*Records for the task*.
········
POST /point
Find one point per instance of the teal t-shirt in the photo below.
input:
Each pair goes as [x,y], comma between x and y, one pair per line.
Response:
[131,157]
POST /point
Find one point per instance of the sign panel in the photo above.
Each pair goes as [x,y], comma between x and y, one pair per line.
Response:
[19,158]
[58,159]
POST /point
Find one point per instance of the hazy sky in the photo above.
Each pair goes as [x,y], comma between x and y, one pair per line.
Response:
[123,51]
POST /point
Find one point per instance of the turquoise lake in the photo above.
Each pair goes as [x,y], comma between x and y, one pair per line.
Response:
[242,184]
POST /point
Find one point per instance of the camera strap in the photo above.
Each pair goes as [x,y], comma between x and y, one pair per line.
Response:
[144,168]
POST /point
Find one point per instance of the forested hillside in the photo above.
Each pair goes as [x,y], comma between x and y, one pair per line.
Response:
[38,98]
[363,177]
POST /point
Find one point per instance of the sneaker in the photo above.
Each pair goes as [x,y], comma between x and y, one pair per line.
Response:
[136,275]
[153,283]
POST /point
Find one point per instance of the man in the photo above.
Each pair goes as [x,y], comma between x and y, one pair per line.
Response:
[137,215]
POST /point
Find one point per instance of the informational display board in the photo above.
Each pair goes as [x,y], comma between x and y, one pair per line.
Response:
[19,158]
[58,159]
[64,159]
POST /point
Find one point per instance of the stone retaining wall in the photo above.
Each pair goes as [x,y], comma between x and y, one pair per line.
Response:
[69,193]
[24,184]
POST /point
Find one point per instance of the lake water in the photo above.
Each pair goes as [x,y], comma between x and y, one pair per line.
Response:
········
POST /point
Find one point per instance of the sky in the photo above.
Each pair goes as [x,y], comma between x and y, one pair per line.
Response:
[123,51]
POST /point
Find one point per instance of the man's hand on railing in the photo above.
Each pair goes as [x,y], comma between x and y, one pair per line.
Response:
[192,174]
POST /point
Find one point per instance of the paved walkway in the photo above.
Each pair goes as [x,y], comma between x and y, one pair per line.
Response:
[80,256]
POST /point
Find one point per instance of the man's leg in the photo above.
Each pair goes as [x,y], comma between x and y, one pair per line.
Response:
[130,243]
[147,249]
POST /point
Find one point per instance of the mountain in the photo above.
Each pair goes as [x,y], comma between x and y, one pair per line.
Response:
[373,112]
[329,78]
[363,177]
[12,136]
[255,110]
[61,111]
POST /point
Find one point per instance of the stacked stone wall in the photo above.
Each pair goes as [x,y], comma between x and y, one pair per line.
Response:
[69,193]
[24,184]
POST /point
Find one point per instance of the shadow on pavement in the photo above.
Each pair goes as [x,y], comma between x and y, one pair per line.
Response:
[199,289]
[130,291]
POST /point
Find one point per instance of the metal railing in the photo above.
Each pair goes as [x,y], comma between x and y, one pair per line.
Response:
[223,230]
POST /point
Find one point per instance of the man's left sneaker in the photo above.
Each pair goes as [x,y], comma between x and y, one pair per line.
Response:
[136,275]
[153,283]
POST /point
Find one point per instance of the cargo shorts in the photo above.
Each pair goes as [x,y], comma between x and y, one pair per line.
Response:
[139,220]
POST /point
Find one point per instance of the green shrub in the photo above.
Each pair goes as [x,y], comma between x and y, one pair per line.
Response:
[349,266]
········
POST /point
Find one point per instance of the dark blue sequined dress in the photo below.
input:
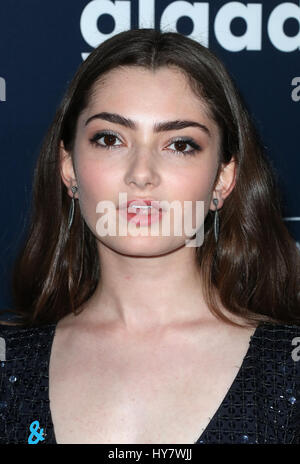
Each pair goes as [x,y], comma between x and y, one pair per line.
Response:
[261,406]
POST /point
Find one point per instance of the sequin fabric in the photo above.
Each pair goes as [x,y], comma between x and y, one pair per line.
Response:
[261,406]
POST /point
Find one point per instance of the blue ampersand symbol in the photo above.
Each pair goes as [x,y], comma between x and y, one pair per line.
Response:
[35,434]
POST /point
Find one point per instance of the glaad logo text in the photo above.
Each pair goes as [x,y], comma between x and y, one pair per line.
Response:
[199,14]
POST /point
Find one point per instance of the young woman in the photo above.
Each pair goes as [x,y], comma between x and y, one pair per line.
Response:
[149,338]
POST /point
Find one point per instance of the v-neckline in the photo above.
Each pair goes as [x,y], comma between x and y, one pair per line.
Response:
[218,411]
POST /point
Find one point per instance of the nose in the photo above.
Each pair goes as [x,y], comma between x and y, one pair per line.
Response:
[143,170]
········
*Stated exercise*. Determine how many lines of the records above include the string "below", and reply with that number alone.

*Answer to this problem*. 2